> [Jobs]:
(A) Rewrite the strip bond tax thread, everything from "I am aware of" down to "declare this interest.", with "registered accounts" replaced by "tax-sheltered accounts".
(B) Answer these questions using the strip bond tax thread, one answer per line, marked the same way:
(i) What kind of account is the first poster considering opening?
(ii) On which line of the tax return does the accrued interest show up?
(iii) Which box on the T5 does the second poster name?
(C) Continue the forum thread on taxing strip bonds in non registered accounts from where it stops.

> [Document]:
_____

# Taxation of Strip Bonds in Non Registered Accounts



## bariutt (Feb 2, 2013)

I am aware of how to compute interest on a strip bond. However I regularly purchase them in my registered accounts where I do not declare this interest.

I am now considering opening a new non registered account in which I would like to purchase strip bonds.

My question is how does the bank report the interest both to me and to the CRA. Will I or the CRA receive any type of T3 from the bank? 

I know that it is my obligation to declare the interest annually. I just want to gain a better understanding of the paperwork involved.


----------



## OnlyMyOpinion (Sep 1, 2013)

Bariutt,
We've owned multiple strip bonds in our non-reg acc for years and tracked and reported the accrued (or deemed) interest on them each year. It is reported on Schedule 4 as 'II. Interest and other investment income' which shows up on line 121 of your tax return.
Now last year (2015 tax year) for the first time, TD Direct Investing began tracking and reporting this accrued interest in our account on a T5. I suspect this is a new CRA requirement and that all institutions are reporting it now. We'll continue to track it ourselves and compare it with TDDI's value but we'll ensure that we report the $ value they provide on the T5 (Box 13 - Interest from Canadian sources).

_____

> [Record list]:

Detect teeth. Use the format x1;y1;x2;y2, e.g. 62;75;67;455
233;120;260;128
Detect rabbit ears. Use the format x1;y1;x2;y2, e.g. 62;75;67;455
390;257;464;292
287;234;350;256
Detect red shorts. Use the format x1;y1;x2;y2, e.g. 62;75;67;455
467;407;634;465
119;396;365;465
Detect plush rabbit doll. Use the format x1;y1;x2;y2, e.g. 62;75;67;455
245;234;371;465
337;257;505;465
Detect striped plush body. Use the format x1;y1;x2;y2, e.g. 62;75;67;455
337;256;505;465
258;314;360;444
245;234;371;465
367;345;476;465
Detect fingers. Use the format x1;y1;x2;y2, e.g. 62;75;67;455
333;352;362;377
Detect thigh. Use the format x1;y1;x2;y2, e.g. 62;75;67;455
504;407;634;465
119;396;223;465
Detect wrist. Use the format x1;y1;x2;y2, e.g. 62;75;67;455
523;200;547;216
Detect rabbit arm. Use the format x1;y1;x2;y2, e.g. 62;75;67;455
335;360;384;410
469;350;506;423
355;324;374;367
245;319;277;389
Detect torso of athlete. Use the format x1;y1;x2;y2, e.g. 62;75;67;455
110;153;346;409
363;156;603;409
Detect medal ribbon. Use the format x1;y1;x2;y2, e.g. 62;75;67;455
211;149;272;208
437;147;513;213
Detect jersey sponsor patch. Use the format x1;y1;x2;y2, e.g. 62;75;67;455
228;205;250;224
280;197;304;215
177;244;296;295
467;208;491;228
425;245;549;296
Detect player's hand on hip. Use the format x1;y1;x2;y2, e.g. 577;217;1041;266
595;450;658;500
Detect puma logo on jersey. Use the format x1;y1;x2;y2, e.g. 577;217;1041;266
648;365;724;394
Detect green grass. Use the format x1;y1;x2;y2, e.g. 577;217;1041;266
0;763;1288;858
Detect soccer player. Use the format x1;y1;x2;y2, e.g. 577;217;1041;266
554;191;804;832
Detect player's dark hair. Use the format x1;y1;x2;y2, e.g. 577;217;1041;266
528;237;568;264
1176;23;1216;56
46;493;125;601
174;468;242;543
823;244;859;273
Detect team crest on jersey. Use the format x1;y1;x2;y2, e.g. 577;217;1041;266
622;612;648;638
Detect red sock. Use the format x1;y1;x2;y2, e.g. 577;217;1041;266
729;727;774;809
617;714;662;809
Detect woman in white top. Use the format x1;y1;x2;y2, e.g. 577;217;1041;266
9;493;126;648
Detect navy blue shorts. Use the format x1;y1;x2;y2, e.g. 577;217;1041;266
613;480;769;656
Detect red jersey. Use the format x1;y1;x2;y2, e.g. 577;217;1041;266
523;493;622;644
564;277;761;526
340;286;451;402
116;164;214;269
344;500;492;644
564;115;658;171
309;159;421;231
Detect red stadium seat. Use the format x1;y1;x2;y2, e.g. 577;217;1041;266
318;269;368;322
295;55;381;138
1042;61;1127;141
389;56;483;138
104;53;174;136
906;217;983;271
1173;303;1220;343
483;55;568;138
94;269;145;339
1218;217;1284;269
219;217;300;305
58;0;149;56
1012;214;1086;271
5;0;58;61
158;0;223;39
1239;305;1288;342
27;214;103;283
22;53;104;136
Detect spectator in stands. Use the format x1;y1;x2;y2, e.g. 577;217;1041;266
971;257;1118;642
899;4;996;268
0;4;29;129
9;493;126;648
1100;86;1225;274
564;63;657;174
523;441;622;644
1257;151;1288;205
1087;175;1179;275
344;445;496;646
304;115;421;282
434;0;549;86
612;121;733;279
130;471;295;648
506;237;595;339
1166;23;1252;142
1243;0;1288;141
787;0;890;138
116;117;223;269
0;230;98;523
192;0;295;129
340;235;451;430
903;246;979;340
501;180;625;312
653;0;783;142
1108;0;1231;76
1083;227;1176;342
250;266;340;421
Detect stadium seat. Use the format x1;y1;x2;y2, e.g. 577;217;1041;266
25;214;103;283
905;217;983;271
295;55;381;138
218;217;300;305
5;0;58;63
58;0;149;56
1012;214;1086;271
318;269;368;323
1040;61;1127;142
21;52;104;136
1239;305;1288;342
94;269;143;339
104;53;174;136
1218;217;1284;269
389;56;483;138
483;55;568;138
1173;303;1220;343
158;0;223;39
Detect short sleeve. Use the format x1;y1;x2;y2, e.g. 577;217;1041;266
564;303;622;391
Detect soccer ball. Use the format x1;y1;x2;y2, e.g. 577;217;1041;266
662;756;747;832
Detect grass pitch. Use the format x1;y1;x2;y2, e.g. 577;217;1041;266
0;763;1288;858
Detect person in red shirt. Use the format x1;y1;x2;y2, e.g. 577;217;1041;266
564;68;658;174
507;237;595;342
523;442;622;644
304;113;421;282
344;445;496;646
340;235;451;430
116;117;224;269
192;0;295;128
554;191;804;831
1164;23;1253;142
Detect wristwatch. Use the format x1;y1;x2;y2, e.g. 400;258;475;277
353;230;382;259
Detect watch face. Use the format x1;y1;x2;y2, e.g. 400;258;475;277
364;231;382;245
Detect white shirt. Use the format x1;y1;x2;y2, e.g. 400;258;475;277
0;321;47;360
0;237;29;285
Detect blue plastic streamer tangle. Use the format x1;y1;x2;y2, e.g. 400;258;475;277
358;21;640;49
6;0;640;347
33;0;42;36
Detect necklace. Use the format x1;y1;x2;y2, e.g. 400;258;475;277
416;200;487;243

_____

> [Answers for this exercise]:
(A)
I am aware of how to compute interest on a strip bond. However I regularly purchase them in my tax-sheltered accounts where I do not declare this interest.

(B)
(i) A new non registered account
(ii) Line 121
(iii) Box 13 - Interest from Canadian sources

(C)
----------



## Eclectic12 (Oct 20, 2010)

While the OP is waiting to see if the broker does or does not use provide a T5, here is some info.
http://www.taxtips.ca/personaltax/investing/taxtreatment/stripbonds.htm

Cheers


----------



## james4beach (Nov 15, 2012)

Wow, TDDI will calculate and report the (virtual) accrued interest on a strip bond? That's news to me.

Years ago when I held lots of non-reg strip bonds, I had to do my own calculations and attach them to Schedule 4.

It wasn't worth the effort. Just put the money in GICs, which have beautifully simple tax reporting.


----------



## AltaRed (Jun 8, 2009)

It must be a regulatory thing since I believe the majors at least report accrued interest. It may be that CRA was getting pissed at investors f*cking this up... OR this is part of the CRA move to post 'all reported' income on everyone's MyAccount.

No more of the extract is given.